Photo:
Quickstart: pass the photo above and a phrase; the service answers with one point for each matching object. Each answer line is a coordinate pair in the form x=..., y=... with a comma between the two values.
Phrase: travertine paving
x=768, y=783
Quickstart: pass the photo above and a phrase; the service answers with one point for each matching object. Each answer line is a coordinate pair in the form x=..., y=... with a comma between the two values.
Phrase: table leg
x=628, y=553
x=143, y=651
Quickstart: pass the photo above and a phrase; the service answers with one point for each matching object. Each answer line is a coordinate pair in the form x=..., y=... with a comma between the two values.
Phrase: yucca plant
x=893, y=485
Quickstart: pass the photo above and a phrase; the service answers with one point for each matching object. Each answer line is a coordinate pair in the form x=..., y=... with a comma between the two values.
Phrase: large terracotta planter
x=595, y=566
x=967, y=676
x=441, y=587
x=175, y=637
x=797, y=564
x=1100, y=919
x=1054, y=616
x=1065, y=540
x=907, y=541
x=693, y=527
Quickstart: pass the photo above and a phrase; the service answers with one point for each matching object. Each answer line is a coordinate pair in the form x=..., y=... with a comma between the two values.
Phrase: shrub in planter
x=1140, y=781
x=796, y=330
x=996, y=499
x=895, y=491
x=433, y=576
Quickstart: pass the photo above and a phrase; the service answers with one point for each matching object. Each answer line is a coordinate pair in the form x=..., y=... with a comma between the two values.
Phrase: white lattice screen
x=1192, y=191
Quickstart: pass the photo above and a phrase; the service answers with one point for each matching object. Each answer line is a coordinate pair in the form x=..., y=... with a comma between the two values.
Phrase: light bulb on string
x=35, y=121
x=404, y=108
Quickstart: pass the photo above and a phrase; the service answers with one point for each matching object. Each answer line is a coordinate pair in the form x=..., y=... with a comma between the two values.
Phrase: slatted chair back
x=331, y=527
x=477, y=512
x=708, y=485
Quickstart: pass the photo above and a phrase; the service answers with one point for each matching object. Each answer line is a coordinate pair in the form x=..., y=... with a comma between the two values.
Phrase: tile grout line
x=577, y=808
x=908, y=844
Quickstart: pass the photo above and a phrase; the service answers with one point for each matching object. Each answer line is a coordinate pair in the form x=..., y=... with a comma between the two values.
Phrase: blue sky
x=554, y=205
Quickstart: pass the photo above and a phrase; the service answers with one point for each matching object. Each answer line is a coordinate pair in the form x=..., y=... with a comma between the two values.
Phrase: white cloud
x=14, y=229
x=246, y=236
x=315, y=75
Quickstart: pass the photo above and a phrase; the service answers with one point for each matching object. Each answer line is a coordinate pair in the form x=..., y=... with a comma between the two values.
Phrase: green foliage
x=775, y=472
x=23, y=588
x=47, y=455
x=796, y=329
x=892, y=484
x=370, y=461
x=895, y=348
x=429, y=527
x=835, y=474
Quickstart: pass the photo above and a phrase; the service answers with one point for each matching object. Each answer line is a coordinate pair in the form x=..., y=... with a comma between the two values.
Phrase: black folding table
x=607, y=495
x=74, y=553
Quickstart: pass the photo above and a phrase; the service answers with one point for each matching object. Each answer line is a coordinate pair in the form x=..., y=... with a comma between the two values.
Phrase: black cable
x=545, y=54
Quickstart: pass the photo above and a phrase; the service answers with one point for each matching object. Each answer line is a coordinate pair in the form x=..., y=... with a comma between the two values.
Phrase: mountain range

-- PROBLEM REQUIREMENTS --
Repeat the data. Every word must match.

-- REPLY --
Photo:
Quickstart: pass the photo above and a phrase; the service answers with one point for each matching object. Each answer line is a coordinate pair in the form x=..., y=... with a comma between the two values.
Phrase: travertine paving
x=768, y=783
Quickstart: pass the photo above and a phrase; the service answers with one point for each matching object. Each answer line is a coordinate pair in the form x=..., y=... with a comma between the two values.
Phrase: table leg
x=628, y=553
x=143, y=651
Quickstart: pass the photo above and a phrase; the service answers with one point for each matching object. Each answer line is a coordinate pair in the form x=..., y=... with a comma between the two values.
Phrase: yucca plant
x=893, y=485
Quickstart: pass the photo above and a phrase; the service answers with one point for each matching object. Each answer line is a coordinate pair in the form x=..., y=... with a comma between the two values.
Phrase: large terracotta planter
x=595, y=566
x=967, y=676
x=441, y=587
x=175, y=637
x=797, y=564
x=1100, y=919
x=1054, y=616
x=1065, y=540
x=907, y=541
x=693, y=527
Quickstart: pass the photo above and a phrase; the service answers with one point for each matching object. Each answer line is a coordinate pair in the form x=..., y=... with a comma between the two values.
Phrase: shrub in planter
x=1140, y=781
x=796, y=330
x=996, y=499
x=895, y=491
x=433, y=576
Quickstart: pass the photo above and a phrase; the service answers with one point for each matching object. Each answer line is a coordinate pair in the form x=..., y=... with a comma between the two values.
Phrase: white lattice screen
x=1192, y=191
Quickstart: pass the photo above and a phrase; the service answers with one point for each matching object. Each answer line is a coordinate pair in the form x=..., y=... with a comma between the two values.
Phrase: light bulb on string
x=35, y=121
x=404, y=108
Quickstart: pass the photo above and a phrase; the service answers with one point for each matching object. Each answer line is a coordinate pair in the form x=..., y=... with a comma between the two values.
Phrase: slatted chair back
x=331, y=527
x=477, y=512
x=708, y=485
Quickstart: pass the photo above and a phrase; the service answers with one point for each matching object. Each answer line is a coordinate pair in the form x=..., y=... with a comma between the two values.
Phrase: tile grout line
x=577, y=808
x=908, y=844
Quickstart: pass the photo above and a phrase; the service answers with one point for each matching object. Each answer line is a coordinate pair in the form x=..., y=... with a comma between the two values.
Phrase: blue sky
x=554, y=205
Quickstart: pass the photo above and a phrase; the service answers with one point for each matching object. Each answer line is a coordinate pair in the form x=..., y=... with a comma between the two values.
Phrase: white cloud
x=14, y=229
x=246, y=236
x=315, y=75
Quickstart: pass the photo above and a phrase; the service answers with one point for each matching object. Each answer line is a coordinate pair in the form x=..., y=... with a comma between the two values.
Phrase: green foliage
x=775, y=472
x=23, y=588
x=47, y=455
x=796, y=329
x=892, y=484
x=370, y=461
x=895, y=348
x=429, y=527
x=835, y=474
Quickstart: pass the photo above and a phrase; the service answers with one point for each matching object. Each answer line is a coordinate pair in the form x=..., y=... with a comma between the two values.
Phrase: black folding table
x=607, y=495
x=74, y=553
Quickstart: pass the photo above and a phrase; the service answers with one point for each matching object. Each answer line is a coordinate pair in the form x=..., y=... with a comma between the two values.
Phrase: black cable
x=545, y=54
Quickstart: pass the photo above and a phrase; the service answers with one point for each matching object. Each answer line is a coordinate pair in the form x=..., y=... with a comma between the two values.
Phrase: mountain range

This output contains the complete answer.